*Data listing*:

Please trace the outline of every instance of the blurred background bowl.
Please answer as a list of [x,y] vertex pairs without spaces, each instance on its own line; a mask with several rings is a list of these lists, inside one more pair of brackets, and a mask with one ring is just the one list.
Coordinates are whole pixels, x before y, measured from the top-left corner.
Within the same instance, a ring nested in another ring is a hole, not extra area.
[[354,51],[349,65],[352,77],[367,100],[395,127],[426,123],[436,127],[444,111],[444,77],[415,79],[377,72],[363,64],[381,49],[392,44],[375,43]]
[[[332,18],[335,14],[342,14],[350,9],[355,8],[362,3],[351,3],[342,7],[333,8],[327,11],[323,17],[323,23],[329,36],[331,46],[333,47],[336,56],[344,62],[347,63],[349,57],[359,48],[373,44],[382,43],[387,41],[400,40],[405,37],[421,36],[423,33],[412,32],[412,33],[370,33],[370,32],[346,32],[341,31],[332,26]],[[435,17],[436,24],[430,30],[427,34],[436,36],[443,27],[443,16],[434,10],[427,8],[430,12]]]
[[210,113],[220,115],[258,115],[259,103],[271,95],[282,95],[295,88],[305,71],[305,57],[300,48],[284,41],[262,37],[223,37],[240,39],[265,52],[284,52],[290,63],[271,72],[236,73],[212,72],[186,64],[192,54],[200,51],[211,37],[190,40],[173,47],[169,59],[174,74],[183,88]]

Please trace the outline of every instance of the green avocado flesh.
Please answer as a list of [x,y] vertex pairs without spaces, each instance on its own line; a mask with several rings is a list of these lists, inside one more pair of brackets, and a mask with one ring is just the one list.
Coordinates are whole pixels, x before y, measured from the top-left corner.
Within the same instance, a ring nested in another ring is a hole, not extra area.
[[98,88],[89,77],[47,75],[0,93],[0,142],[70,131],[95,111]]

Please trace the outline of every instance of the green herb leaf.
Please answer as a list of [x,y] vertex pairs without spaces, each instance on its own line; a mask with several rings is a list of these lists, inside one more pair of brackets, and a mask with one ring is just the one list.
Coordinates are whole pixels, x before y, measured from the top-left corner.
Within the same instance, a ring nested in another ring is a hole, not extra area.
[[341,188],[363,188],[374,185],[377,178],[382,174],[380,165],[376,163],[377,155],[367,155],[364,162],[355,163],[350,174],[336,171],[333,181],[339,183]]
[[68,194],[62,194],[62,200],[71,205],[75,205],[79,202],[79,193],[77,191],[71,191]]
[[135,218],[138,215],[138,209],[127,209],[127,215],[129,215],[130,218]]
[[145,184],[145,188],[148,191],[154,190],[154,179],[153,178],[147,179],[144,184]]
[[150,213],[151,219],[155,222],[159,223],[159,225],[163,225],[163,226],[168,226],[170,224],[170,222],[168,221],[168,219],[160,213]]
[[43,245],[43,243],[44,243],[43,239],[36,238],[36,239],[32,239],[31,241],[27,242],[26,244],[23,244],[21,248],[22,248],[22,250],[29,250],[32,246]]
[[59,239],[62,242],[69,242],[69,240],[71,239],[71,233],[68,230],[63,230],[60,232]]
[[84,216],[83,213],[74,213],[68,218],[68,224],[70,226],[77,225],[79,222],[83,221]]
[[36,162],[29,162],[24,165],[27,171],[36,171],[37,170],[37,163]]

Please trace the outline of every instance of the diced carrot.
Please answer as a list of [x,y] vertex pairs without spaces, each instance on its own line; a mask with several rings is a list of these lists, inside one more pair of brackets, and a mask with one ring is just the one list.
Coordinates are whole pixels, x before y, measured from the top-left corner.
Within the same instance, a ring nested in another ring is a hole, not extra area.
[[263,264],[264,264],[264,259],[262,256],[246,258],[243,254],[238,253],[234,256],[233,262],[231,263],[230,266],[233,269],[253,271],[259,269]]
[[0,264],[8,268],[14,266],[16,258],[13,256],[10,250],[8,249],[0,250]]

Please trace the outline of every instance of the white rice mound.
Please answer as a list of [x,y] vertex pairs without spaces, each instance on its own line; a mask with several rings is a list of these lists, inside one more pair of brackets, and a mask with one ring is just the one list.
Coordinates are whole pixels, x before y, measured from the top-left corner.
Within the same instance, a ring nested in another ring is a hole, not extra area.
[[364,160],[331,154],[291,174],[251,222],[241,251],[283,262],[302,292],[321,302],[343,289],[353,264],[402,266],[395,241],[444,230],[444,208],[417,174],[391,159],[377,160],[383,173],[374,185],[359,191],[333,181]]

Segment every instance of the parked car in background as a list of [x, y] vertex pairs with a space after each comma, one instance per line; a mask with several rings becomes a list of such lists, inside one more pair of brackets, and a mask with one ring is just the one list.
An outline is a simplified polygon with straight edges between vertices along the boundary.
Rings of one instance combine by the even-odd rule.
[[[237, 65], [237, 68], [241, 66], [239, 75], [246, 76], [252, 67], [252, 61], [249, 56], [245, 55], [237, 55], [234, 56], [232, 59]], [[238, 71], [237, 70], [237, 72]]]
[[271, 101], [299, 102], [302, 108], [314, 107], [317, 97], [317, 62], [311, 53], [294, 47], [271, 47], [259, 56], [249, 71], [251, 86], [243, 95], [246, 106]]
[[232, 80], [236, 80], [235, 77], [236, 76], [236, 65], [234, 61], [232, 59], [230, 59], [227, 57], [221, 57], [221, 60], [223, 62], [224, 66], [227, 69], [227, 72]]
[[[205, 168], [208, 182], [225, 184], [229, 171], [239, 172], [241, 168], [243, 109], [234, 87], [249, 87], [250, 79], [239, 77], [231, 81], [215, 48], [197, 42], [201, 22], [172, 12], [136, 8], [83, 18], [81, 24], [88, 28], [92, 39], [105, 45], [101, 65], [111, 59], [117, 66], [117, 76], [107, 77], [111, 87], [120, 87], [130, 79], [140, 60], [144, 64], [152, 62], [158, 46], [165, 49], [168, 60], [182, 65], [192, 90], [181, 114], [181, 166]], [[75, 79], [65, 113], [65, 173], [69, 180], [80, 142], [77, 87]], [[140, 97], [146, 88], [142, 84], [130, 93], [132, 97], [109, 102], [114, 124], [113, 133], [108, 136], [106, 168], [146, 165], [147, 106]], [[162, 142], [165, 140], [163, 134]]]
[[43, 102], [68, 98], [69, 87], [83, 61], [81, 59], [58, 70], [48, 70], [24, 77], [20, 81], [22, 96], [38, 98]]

*Exercise details*: Recast all of the records above as a Markdown table with the columns Row and Line, giving each line its own numbered row and omitting blank lines.

*Expected answer*:
| Row | Line |
|---|---|
| 1 | Please trace the outline of every instance of the blurred background bowl. |
| 2 | Please answer as a list of [x,y] vertex pairs without spaces, each instance on its own line; a mask with several rings is a list of these lists, inside one more pair of brackets, and a mask with one ring is just the one list. |
| 3 | Coordinates are whole pixels, x before y, measured from the top-left corner. |
| 4 | Within the same instance, a ring nested in another ring is a hole, not extra area. |
| 5 | [[354,51],[349,65],[352,77],[367,100],[395,127],[426,123],[436,127],[444,111],[444,77],[415,79],[377,72],[363,64],[381,49],[392,44],[375,43]] |
| 6 | [[[332,18],[335,14],[342,14],[350,9],[355,8],[362,3],[351,3],[342,7],[333,8],[327,11],[323,17],[323,23],[329,36],[331,46],[333,47],[336,56],[344,62],[347,63],[349,57],[359,48],[373,44],[382,43],[387,41],[400,40],[405,37],[421,36],[423,33],[412,32],[412,33],[370,33],[370,32],[346,32],[341,31],[332,26]],[[435,17],[436,24],[430,30],[427,34],[436,36],[443,27],[443,16],[434,10],[427,8],[430,12]]] |
| 7 | [[210,113],[220,115],[258,115],[259,103],[271,95],[282,95],[295,88],[305,71],[305,57],[300,48],[284,41],[262,37],[223,37],[240,39],[265,52],[284,52],[290,63],[271,72],[236,73],[212,72],[186,64],[192,54],[200,51],[211,37],[190,40],[173,47],[169,59],[174,74],[183,88]] |
| 8 | Please trace the outline of every instance of the green avocado flesh. |
| 9 | Please answer as a list of [x,y] vertex pairs without spaces, each instance on its own line; a mask with several rings is a list of these lists, inside one more pair of brackets, and a mask with one ring is just the one list. |
| 10 | Coordinates are whole pixels, x before y, measured from the top-left corner. |
| 11 | Within the same instance, a ring nested in another ring is a hole, not extra area. |
| 12 | [[98,88],[89,77],[47,75],[0,93],[0,142],[70,131],[95,111]] |
| 13 | Please trace the outline of every instance of the green herb leaf. |
| 14 | Please answer as a list of [x,y] vertex pairs without spaces, each instance on its own line; a mask with several rings is a list of these lists, inside one more pair of brackets, and a mask with one ring is just the one list. |
| 15 | Coordinates are whole pixels, x before y, measured from the top-left corner. |
| 16 | Within the same instance, a ring nested in another ring is a hole, not extra area. |
| 17 | [[341,188],[363,188],[374,185],[377,178],[382,174],[380,165],[376,163],[377,155],[367,155],[364,162],[355,163],[350,174],[336,171],[333,181],[339,183]] |
| 18 | [[68,194],[62,194],[62,200],[71,205],[75,205],[79,202],[79,193],[77,191],[71,191]] |
| 19 | [[135,218],[138,215],[138,209],[127,209],[127,215],[129,215],[130,218]] |
| 20 | [[145,184],[145,188],[148,191],[154,190],[154,179],[153,178],[147,179],[144,184]] |
| 21 | [[150,213],[151,219],[155,222],[159,223],[159,225],[163,225],[163,226],[168,226],[170,224],[170,222],[168,221],[168,219],[160,213]] |
| 22 | [[43,245],[43,243],[44,243],[43,239],[36,238],[36,239],[32,239],[31,241],[27,242],[26,244],[23,244],[21,248],[22,248],[22,250],[29,250],[32,246]] |
| 23 | [[59,239],[62,242],[69,242],[69,240],[71,239],[71,233],[68,230],[63,230],[60,232]] |
| 24 | [[84,216],[83,213],[74,213],[68,218],[68,224],[70,226],[77,225],[79,222],[83,221]] |
| 25 | [[36,162],[29,162],[24,165],[27,171],[36,171],[37,170],[37,163]] |
| 26 | Please trace the outline of every instance of the diced carrot. |
| 27 | Please answer as a list of [x,y] vertex pairs without spaces, each instance on its own line; a mask with several rings is a list of these lists, inside one more pair of brackets, and a mask with one ring is just the one list. |
| 28 | Coordinates are whole pixels, x before y, measured from the top-left corner. |
| 29 | Within the same instance, a ring nested in another ring is a hole, not extra area. |
| 30 | [[263,264],[264,264],[264,259],[262,256],[246,258],[243,254],[238,253],[234,256],[233,262],[231,263],[230,266],[233,269],[253,271],[259,269]] |
| 31 | [[0,264],[8,268],[14,266],[16,258],[13,256],[10,250],[8,249],[0,250]] |
| 32 | Please trace the outline of every instance of the white rice mound. |
| 33 | Please answer as a list of [x,y] vertex pairs without spaces, each instance on its own line; a mask with several rings is a list of these lists, inside one more pair of brackets, and a mask with one ring is just the one list. |
| 34 | Coordinates are whole pixels, x before y, measured from the top-left corner. |
| 35 | Within the same instance, a ring nested in another ring is a hole, not extra area. |
| 36 | [[364,160],[331,154],[291,174],[251,222],[241,251],[283,262],[302,292],[321,302],[343,289],[353,264],[402,266],[395,241],[444,230],[444,208],[417,174],[391,159],[377,160],[383,173],[374,185],[359,191],[333,181]] |
| 37 | Segment every instance of the parked car in background as a list of [x, y] vertex pairs with a space after each comma, one instance per line; a mask with several rings becomes a list of such lists, inside one more pair of brackets, and a mask with one ring is just the one list. |
| 38 | An outline is a simplified polygon with straight edges between vertices along the boundary. |
| 39 | Rings of one instance combine by the even-odd rule. |
| 40 | [[[237, 65], [237, 68], [241, 66], [239, 75], [246, 76], [252, 67], [252, 61], [249, 56], [245, 55], [237, 55], [234, 56], [232, 59]], [[238, 71], [237, 70], [237, 72]]] |
| 41 | [[271, 101], [299, 102], [302, 108], [314, 107], [317, 97], [317, 62], [311, 53], [294, 47], [271, 47], [259, 56], [249, 71], [251, 86], [243, 95], [246, 106]] |
| 42 | [[232, 80], [236, 80], [235, 77], [236, 76], [236, 65], [234, 61], [232, 59], [230, 59], [227, 57], [221, 57], [221, 60], [223, 62], [224, 66], [227, 69], [227, 72]] |
| 43 | [[[205, 168], [208, 182], [225, 184], [229, 171], [239, 172], [241, 168], [243, 109], [234, 87], [249, 87], [250, 79], [239, 77], [231, 81], [215, 48], [197, 42], [201, 22], [172, 12], [136, 8], [83, 18], [81, 24], [88, 28], [92, 39], [105, 45], [101, 65], [111, 59], [117, 66], [117, 76], [107, 77], [111, 87], [120, 87], [130, 79], [140, 60], [144, 64], [152, 62], [158, 46], [165, 49], [168, 60], [182, 65], [192, 90], [181, 114], [181, 166]], [[75, 79], [65, 113], [65, 173], [69, 180], [80, 142], [77, 87]], [[140, 97], [146, 88], [142, 84], [130, 93], [132, 97], [109, 102], [114, 124], [113, 133], [108, 136], [106, 168], [146, 165], [147, 106]], [[162, 142], [165, 140], [163, 134]]] |
| 44 | [[43, 102], [68, 98], [69, 87], [83, 61], [81, 59], [58, 70], [48, 70], [24, 77], [20, 81], [22, 96], [38, 98]] |